▶ **Aim of the task**:
Every entry below, from first to last, should be copied exactly.

▶ **Records drawn from a dataset**:
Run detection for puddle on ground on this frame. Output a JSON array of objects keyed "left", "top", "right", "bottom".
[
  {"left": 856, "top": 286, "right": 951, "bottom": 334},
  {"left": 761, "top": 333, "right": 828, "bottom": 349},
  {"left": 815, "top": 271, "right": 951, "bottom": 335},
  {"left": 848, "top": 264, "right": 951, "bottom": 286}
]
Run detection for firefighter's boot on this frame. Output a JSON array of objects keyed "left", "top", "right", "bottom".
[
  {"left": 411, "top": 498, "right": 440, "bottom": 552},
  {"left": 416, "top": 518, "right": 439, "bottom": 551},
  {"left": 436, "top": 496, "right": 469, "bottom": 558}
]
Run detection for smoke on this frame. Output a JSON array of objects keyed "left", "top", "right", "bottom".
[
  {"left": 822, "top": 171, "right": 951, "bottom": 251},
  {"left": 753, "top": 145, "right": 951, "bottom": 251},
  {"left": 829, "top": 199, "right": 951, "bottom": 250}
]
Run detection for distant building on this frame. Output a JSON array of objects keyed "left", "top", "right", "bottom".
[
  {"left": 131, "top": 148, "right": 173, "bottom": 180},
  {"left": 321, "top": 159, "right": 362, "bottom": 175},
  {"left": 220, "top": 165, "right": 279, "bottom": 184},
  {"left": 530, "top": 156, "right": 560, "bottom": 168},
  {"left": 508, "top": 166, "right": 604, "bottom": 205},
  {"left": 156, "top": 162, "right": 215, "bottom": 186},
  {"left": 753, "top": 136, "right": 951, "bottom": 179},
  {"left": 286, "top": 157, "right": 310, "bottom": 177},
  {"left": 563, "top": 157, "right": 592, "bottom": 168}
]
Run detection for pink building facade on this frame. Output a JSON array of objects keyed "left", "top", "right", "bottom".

▶ **Response area**:
Run detection for puddle on ground on this frame. Output a JSON array of objects keyed "left", "top", "right", "bottom".
[
  {"left": 856, "top": 286, "right": 951, "bottom": 334},
  {"left": 761, "top": 333, "right": 828, "bottom": 349},
  {"left": 815, "top": 271, "right": 951, "bottom": 335},
  {"left": 848, "top": 264, "right": 951, "bottom": 286}
]
Run detection for firefighter's boot on this frame. Output a JSON array of objects keyed "left", "top", "right", "bottom".
[
  {"left": 411, "top": 498, "right": 440, "bottom": 552},
  {"left": 416, "top": 518, "right": 439, "bottom": 551},
  {"left": 436, "top": 496, "right": 469, "bottom": 558}
]
Run detection for smoke on this frame. Output a JSON array of objects keyed "left", "top", "right", "bottom".
[
  {"left": 822, "top": 171, "right": 951, "bottom": 251},
  {"left": 753, "top": 145, "right": 951, "bottom": 251},
  {"left": 829, "top": 199, "right": 951, "bottom": 250}
]
Run detection for distant building on this frame. Output a JSON array of objects keyed "left", "top", "right", "bottom".
[
  {"left": 131, "top": 148, "right": 173, "bottom": 180},
  {"left": 321, "top": 159, "right": 362, "bottom": 175},
  {"left": 220, "top": 165, "right": 279, "bottom": 184},
  {"left": 530, "top": 156, "right": 560, "bottom": 168},
  {"left": 508, "top": 166, "right": 604, "bottom": 205},
  {"left": 156, "top": 162, "right": 215, "bottom": 186},
  {"left": 753, "top": 136, "right": 951, "bottom": 179},
  {"left": 286, "top": 157, "right": 310, "bottom": 177},
  {"left": 563, "top": 157, "right": 592, "bottom": 168}
]
Run detection for pink building facade on this frame. Output a JSON array of objects keyed "left", "top", "right", "bottom".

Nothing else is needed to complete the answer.